+++ DATA LINES

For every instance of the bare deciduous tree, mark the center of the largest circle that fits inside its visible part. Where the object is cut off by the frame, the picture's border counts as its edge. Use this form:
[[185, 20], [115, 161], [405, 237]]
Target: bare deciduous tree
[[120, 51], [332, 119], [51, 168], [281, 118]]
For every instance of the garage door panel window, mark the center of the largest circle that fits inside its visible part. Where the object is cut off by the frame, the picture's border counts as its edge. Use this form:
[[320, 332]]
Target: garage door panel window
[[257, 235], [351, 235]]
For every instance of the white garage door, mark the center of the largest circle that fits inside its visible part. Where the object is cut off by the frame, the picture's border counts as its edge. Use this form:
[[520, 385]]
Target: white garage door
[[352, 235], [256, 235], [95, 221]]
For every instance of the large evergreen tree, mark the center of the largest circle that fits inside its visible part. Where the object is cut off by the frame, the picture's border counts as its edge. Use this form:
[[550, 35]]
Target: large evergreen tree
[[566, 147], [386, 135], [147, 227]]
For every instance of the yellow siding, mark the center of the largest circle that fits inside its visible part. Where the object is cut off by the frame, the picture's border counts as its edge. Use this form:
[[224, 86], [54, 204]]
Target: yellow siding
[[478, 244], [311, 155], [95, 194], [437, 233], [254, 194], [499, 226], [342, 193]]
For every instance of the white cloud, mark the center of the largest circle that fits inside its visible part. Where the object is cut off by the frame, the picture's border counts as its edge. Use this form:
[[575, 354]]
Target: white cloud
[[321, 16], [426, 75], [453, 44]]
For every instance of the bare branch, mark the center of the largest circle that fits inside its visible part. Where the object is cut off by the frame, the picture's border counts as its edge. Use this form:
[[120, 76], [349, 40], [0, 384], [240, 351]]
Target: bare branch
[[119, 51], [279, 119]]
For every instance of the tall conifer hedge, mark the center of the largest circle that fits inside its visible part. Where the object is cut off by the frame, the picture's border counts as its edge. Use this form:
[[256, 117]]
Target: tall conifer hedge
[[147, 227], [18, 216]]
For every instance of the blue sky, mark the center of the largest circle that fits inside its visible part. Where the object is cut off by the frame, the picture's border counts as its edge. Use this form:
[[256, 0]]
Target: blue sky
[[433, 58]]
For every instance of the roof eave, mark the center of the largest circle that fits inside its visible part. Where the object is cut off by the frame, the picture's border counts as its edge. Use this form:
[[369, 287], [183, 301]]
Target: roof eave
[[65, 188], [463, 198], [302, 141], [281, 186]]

++++++

» AIM
Provide an exact reproduction of all the entries shown above.

» ANSWER TO THIS EXERCISE
For every instance of the bare deciduous tree, mark the center of the largest circle that fits inside its visible part. Where the object is cut off by the frame, the picture's border counts as its edge. Use this form:
[[185, 20], [115, 161], [405, 237]]
Target: bare deciduous tree
[[120, 51], [332, 119], [51, 168], [281, 118]]
For every instance of the garage door panel window, mark the center of the largest circle that fits inside its visible part. Where the object is cut off by the frame, the picture's border counts as its edge. Use this form:
[[320, 332]]
Target: garage door panel window
[[257, 235], [351, 235]]
For every instance of the white garage door, mark the center of the largest circle that fits inside its visible part. Where the object is cut off by the frame, the picture's border counts as its edge. Use this form:
[[520, 385]]
Target: white garage door
[[352, 235], [256, 235], [95, 221]]
For every instance of the large evergreen tree, mark the center of the largest circle that fits inside its visible part. Where the object is cut off by the frame, the picture's border counts as its edge. Use this form:
[[550, 35]]
Target: large evergreen tree
[[566, 147], [386, 135], [147, 227]]
For every instance of the yellow siding, mark the center of the largest circle that fits inside its visible part. Where the object is cut off by the frame, the picture's border counts as its edge. Use this form:
[[224, 86], [54, 204]]
Target: yellow siding
[[478, 244], [311, 155], [95, 194], [437, 233], [254, 194], [499, 226], [342, 193]]
For every instance of the white cloud, mark the center of the largest circle that fits inside its visible part. Where the object is cut off by the frame, the picture's border counts as its edge. Use this form:
[[575, 354]]
Target: white cloud
[[321, 16], [426, 75], [453, 44]]
For every instance of the bare branch, mark the center of the largest circle that fits inside its visible part. Where the object is cut off by the frame, the picture's border counts as its edge. Use this form:
[[120, 76], [349, 40], [0, 384], [240, 351]]
Target: bare branch
[[119, 51], [279, 119]]
For every instance of the tall conifer hedge, mark the center of the largest circle that fits inside its visible part. Where the object is cut off by the frame, the picture's border counts as its edge. Use this form:
[[256, 117]]
Target: tall conifer hedge
[[147, 227], [18, 216]]
For every instance of the blue sky, mark the center of the largest circle that fits inside its visible part. Where the object is cut off by the frame, the picture's border counts as its edge. Use this form:
[[256, 0]]
Target: blue sky
[[433, 58]]
For every instance of the roof eave, mark the center of the largest circle that fits inside its visible part. Where the object is cut off by the frame, the picture's border counts as its edge. Use this form:
[[369, 287], [183, 301]]
Target: roof eave
[[65, 188], [463, 198], [302, 141], [281, 186]]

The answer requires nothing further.